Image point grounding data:

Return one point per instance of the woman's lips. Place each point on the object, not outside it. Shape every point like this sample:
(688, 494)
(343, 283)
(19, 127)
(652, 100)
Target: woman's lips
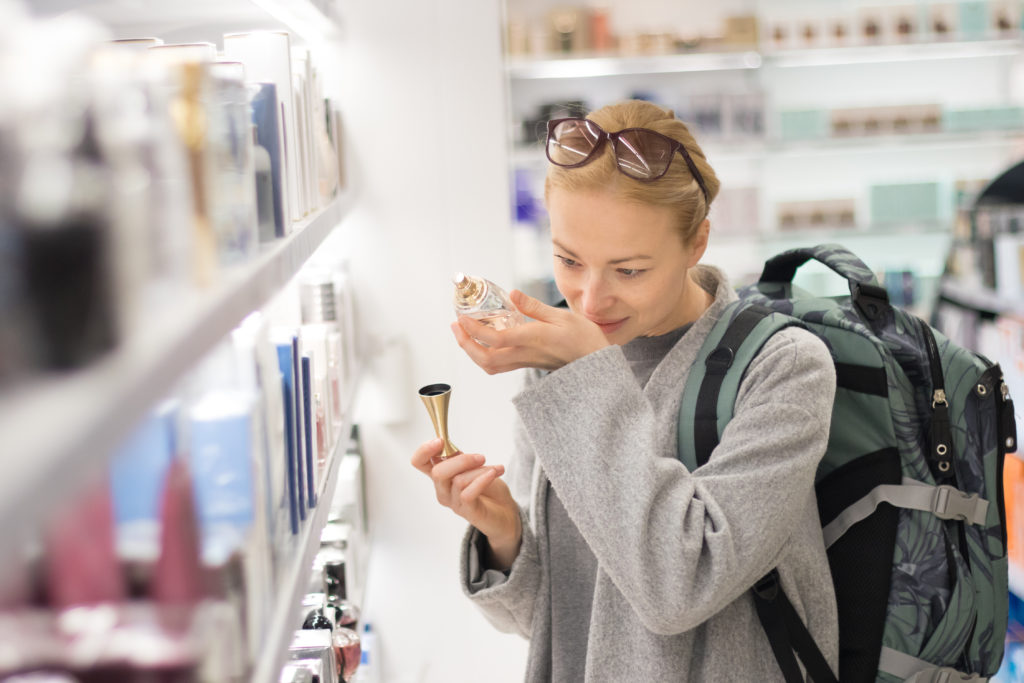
(608, 328)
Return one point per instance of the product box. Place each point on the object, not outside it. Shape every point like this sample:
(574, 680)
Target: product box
(138, 473)
(943, 22)
(816, 214)
(905, 203)
(735, 212)
(265, 117)
(296, 504)
(974, 22)
(804, 125)
(267, 57)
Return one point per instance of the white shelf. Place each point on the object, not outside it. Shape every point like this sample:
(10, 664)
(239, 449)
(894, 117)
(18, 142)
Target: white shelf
(774, 236)
(897, 52)
(61, 428)
(1016, 577)
(977, 298)
(525, 69)
(303, 18)
(532, 155)
(288, 612)
(605, 66)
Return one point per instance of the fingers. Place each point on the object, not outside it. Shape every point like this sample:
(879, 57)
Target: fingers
(473, 489)
(453, 476)
(531, 307)
(491, 359)
(479, 332)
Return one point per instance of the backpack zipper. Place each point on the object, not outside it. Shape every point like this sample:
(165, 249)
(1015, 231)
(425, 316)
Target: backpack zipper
(941, 433)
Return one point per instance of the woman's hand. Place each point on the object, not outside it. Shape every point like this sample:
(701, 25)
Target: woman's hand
(475, 493)
(554, 338)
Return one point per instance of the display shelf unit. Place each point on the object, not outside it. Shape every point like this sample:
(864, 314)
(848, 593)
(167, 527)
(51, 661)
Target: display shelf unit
(607, 66)
(288, 614)
(61, 428)
(979, 299)
(591, 67)
(304, 18)
(1016, 577)
(532, 155)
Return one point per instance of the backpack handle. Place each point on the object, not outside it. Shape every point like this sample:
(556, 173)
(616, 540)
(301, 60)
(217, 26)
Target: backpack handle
(868, 296)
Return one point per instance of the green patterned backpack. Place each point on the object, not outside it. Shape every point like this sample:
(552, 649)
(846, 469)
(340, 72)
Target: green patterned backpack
(909, 489)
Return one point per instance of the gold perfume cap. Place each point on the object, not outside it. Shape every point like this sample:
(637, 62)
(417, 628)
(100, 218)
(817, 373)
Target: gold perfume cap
(435, 397)
(468, 290)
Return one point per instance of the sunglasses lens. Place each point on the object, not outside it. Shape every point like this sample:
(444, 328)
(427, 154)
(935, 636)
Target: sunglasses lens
(643, 154)
(571, 142)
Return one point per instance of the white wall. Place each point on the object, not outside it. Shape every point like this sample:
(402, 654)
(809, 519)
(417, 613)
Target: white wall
(424, 99)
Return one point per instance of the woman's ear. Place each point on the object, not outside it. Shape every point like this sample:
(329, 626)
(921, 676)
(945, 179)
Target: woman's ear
(699, 243)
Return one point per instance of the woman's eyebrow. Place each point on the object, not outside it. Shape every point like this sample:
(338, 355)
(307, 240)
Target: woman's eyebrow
(638, 257)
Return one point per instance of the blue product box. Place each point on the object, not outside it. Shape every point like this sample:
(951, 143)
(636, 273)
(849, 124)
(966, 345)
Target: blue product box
(288, 389)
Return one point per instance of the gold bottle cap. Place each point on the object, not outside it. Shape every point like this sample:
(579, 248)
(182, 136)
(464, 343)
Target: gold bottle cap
(468, 290)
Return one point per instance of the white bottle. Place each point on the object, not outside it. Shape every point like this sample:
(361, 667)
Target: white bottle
(481, 299)
(369, 671)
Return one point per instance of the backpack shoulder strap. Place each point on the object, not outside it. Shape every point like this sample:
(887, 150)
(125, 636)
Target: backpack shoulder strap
(713, 384)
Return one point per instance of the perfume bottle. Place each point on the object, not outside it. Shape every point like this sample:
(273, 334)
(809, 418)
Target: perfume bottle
(483, 300)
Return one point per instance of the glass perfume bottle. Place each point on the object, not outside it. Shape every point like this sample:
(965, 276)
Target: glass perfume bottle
(483, 300)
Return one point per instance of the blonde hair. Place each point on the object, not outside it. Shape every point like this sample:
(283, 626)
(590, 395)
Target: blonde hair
(677, 189)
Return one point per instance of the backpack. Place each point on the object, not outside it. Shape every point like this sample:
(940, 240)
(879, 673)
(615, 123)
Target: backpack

▸ **Your assignment**
Nothing but the records, restated word for word and stripped of images, belongs in the answer.

▸ **Response box**
Return one point per instance of the woman's lips. Place each point on the object, not outside it. Shape every point like this sample:
(688, 494)
(343, 283)
(19, 127)
(652, 100)
Target: woman's lips
(608, 328)
Return one point per instance of the product box. Place each point on the object, not outside it. Shape every point like this sample:
(574, 680)
Target: product box
(138, 473)
(943, 22)
(816, 214)
(905, 203)
(735, 212)
(265, 117)
(296, 504)
(974, 22)
(804, 125)
(267, 57)
Return one point per instance of the white shelf. Place each point on the object, not outside it. Shape every point like this sample:
(10, 664)
(239, 449)
(894, 117)
(18, 142)
Target: white shelf
(774, 236)
(897, 52)
(61, 428)
(1016, 577)
(977, 298)
(525, 69)
(303, 18)
(532, 155)
(288, 612)
(605, 66)
Return one point per instance of the fingers. Place each point on the object, not outside it. Shape every point like this sample:
(879, 57)
Target: fingers
(473, 489)
(453, 476)
(531, 307)
(491, 359)
(479, 332)
Return one point per instance of the backpack zipper. Place each point on the object, not outside it. Shape every point like this sample:
(165, 249)
(1015, 231)
(425, 316)
Target: backpack zipper
(941, 433)
Return one point per instance of the woman's hand. Place each point on the object, not outside it. Shape every point like this sample:
(701, 25)
Target: woman's hand
(475, 493)
(554, 338)
Return one point per instance of the display shelf unit. Place each point on the object, not outside it. Shape every point like this sample:
(864, 314)
(848, 593)
(167, 527)
(51, 661)
Target: display shelf unit
(607, 66)
(288, 614)
(61, 428)
(979, 299)
(591, 67)
(304, 18)
(1016, 577)
(532, 155)
Return one point per instance of the backpack handle. Place each point on the object, not outside it. Shape every point like this sample:
(556, 173)
(616, 540)
(301, 60)
(217, 26)
Target: backpack handle
(868, 296)
Return one point per instance of the green patterned backpack. Place each point on the object, not outside it. Shape every point like this sample:
(552, 649)
(846, 469)
(340, 72)
Target: green patterned backpack
(909, 489)
Return one point per instance of the gold perfume cap. Place each point on the object, not outside it. Shape every point like this sample:
(637, 62)
(417, 628)
(100, 218)
(817, 373)
Target: gold perfume cap
(435, 397)
(468, 290)
Return one point per instance of the sunglasses lens. Place each point on the object, not outside it. Shape every point like this sample:
(444, 328)
(427, 154)
(935, 636)
Target: sunglasses lens
(643, 154)
(571, 142)
Return one point per instance of the white wall. Place each point on the object, not outside it. Shape every point like this sample:
(402, 654)
(809, 519)
(417, 613)
Target: white wall
(424, 99)
Return one point per instance of the woman's ear. Place each point on the object, not outside it. Shape every point like this sample:
(329, 626)
(921, 676)
(945, 179)
Target: woman's ear
(699, 243)
Return one point per instance of the woman's eyebrow. Place each point on the object, not outside it. Shape every point like this sample:
(338, 355)
(307, 240)
Target: woman's eyebrow
(638, 257)
Return one point per instance of the blue product box. Place each point on the object, not outside it. Shape every point like this sample:
(951, 143)
(636, 273)
(849, 124)
(966, 345)
Target: blue product box
(288, 389)
Return one point per instance of the gold bottle cap. Place each point on the object, not outside it. Shape every point like this sample:
(579, 248)
(182, 136)
(464, 343)
Target: gold bottle cap
(468, 290)
Return one point per instance of the white bottle. Place each point on the object, not outside it. Shape every point like this sample:
(361, 667)
Target: white bottle
(481, 299)
(369, 671)
Return one point per instance of the backpack shoulder strap. Place each point on the object, not outside it. Shape every point like this sample:
(887, 150)
(125, 636)
Target: backpack shoulder strap
(713, 384)
Return one point per instance of the perfume bottle. Place each point on the object, not outside it. Shape every point like this sample:
(273, 334)
(809, 418)
Target: perfume bottle
(483, 300)
Return one point per instance of the glass perfume bottle. Place each point on the object, not outside it. Shape every point like this sample:
(965, 276)
Target: glass perfume bottle
(483, 300)
Return one point per instance of the blonde hair. Place each point on the object, not outside it. Shape every point like this sample:
(283, 626)
(590, 395)
Target: blonde hair
(677, 189)
Return one point per instance of the backpack. Place each point on the object, not outside it. Shape every point like this sample:
(940, 240)
(879, 673)
(615, 123)
Target: backpack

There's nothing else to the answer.